-- TEXT --
--*--

Workshop 2, Financial Modeling and Programming

Author

Alberto Dorantes, Ph.D.

Published

November 10, 2025

Abstract

This is an INDIVIDUAL workshop. In this workshop we review the market regression model to calculate aplha and beta, and also we learn how to run the model many times using a loop. We use the results of alpha and beta to select stocks.

0.1 General Directions for each workshop

You have to work on Google Colab for all your workshops. In Google Colab, you MUST LOGIN with your @tec.mx account and then create a google colab document for each workshop.

You must share each Colab document (workshop) with the following account:

cdorante@tec.mx

You must give Edit privileges to these accounts.

In Google Colab you can work with Python or R notebooks. The default is Python notebooks.

Your Notebook will have a default name like “Untitled2.ipynb”. Click on this name and change it to “W1-Programming-YourFirstName-YourLastname”.

In your Workshop Notebook you have to:

You have to do all the challenges to get full credit for the workshop. The accuracy of the challenge will not significantly affect your grade; completion will have more weight for your workshop grade.
It is STRONGLY RECOMMENDED that you write your OWN NOTES as if this were your personal notebook to study for the FINAL EXAM. Your own workshop/notebook will be very helpful for your further study.

--*--

-- RECORDED INFORMATION --
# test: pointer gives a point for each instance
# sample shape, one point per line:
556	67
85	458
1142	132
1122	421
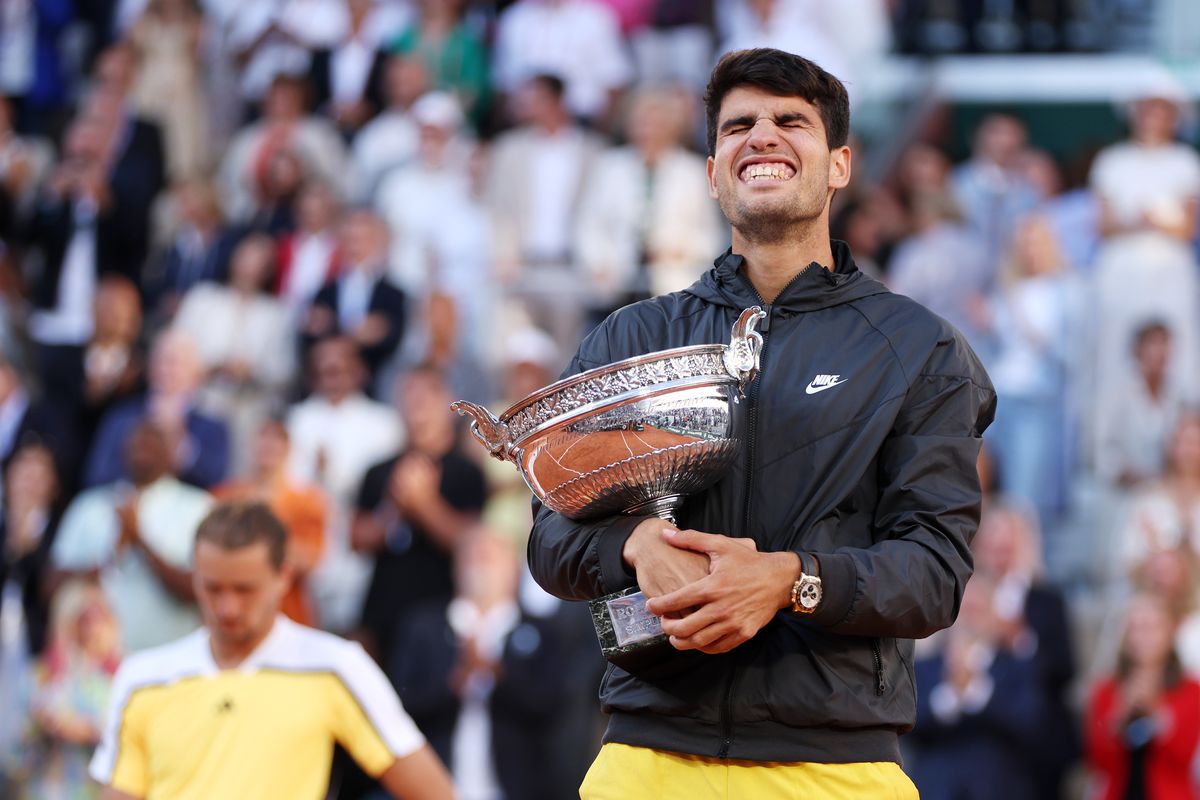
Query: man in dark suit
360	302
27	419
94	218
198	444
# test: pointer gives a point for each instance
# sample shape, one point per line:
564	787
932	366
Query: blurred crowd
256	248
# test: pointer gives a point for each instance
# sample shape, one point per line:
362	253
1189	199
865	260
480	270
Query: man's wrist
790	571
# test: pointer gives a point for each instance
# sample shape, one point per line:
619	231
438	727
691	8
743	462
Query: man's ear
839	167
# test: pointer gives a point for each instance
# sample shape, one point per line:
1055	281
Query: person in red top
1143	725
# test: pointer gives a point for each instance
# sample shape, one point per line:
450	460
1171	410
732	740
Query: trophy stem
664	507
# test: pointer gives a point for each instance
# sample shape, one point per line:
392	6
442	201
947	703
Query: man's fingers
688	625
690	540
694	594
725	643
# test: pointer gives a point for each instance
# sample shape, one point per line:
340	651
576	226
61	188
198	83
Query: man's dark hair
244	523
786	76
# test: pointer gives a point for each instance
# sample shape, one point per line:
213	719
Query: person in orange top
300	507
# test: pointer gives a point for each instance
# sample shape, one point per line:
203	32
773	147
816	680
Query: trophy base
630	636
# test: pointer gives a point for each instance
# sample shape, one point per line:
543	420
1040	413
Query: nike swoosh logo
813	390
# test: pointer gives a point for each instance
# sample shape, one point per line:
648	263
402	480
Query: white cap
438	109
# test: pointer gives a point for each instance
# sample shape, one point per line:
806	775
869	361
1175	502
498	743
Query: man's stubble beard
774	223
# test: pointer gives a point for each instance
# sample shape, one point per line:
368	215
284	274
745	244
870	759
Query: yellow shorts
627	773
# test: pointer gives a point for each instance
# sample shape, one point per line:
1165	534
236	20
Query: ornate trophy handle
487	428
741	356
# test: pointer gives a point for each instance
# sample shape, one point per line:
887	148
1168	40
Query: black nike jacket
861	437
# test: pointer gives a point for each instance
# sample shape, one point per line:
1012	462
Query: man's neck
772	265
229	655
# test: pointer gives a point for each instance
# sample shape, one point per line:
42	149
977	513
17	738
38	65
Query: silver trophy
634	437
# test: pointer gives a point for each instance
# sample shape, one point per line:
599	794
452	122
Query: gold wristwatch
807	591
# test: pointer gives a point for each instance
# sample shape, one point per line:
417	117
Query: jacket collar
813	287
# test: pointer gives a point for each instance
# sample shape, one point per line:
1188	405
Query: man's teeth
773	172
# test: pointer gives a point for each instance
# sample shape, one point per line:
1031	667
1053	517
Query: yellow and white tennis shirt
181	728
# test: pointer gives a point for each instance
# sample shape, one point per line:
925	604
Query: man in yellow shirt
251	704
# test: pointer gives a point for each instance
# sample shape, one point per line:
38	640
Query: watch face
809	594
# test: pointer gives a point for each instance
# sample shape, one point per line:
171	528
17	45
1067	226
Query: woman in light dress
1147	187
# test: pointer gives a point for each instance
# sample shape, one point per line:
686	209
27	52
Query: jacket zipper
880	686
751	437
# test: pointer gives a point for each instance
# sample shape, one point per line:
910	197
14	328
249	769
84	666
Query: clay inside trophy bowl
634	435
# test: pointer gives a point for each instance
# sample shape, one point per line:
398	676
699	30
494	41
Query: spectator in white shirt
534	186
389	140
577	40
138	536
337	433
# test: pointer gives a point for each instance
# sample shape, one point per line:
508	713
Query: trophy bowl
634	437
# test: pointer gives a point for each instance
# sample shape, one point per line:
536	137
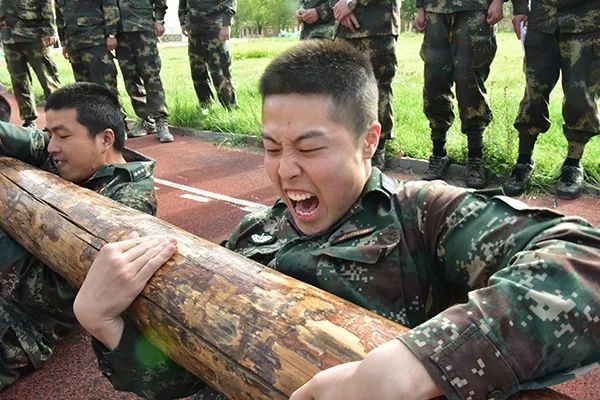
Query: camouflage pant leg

--*--

-- GIVEN PROBLEM 1 --
Rewrite the workshop directions starting with "Your Notebook will" and going on through "your workshop grade.", putting "full marks" in place of "full credit".
-- GIVEN PROBLEM 2 --
Continue the workshop directions from the point where they stop.
The entries have nothing to do with the workshop directions.

-- RESULT 1 --
Your Notebook will have a default name like “Untitled2.ipynb”. Click on this name and change it to “W1-Programming-YourFirstName-YourLastname”.

In your Workshop Notebook you have to:

You have to do all the challenges to get full marks for the workshop. The accuracy of the challenge will not significantly affect your grade; completion will have more weight for your workshop grade.

-- RESULT 2 --
Once you finish your workshop, make sure that you RUN ALL CHUNKS. You can run each code chunk by clicking on the “Run” button located in the top-left section of each chunk. You can also run all the chunks in one-shot with Ctrl-F9. You have to submit to Canvas the web link of your Google Colab workshop.

1 Review of the Market Regression model

The simple linear regression model is used to understand the linear relationship between two variables assuming that one variable, the independent variable (IV), can be used as a predictor of the other variable, the dependent variable (DV). In this part we illustrate a simple regression model with the Market Model.

The Market Model states that the expected return of a stock is given by its alpha coefficient (b0) plus its market beta coefficient (b1) multiplied times the market return. In mathematical terms:

E[R_i] = α + β(R_M)

We can express the same equation using B0 as alpha, and B1 as market beta:

E[R_i] = β_0 + β_1(R_M)

We can estimate the alpha and market beta coefficient by running a simple linear regression model specifying that the market return is the independent variable and the stock return is the dependent variable. It is strongly recommended to use continuously compounded returns instead of simple returns to estimate the market regression model. The market regression model can be expressed as:

r_{(i,t)} = b_0 + b_1*r_{(M,t)} + ε_t

Where:

ε_t is the error at time t. Thanks to the Central Limit Theorem, this error behaves like a Normal distributed random variable ∼ N(0, σ_ε); the error term ε_t is expected to have mean=0 and a specific standard deviation σ_ε (also called volatility).

r_{(i,t)} is the return of the stock i at time t.

r_{(M,t)} is the market return at time t.

b_0 and b_1 are called regression coefficients.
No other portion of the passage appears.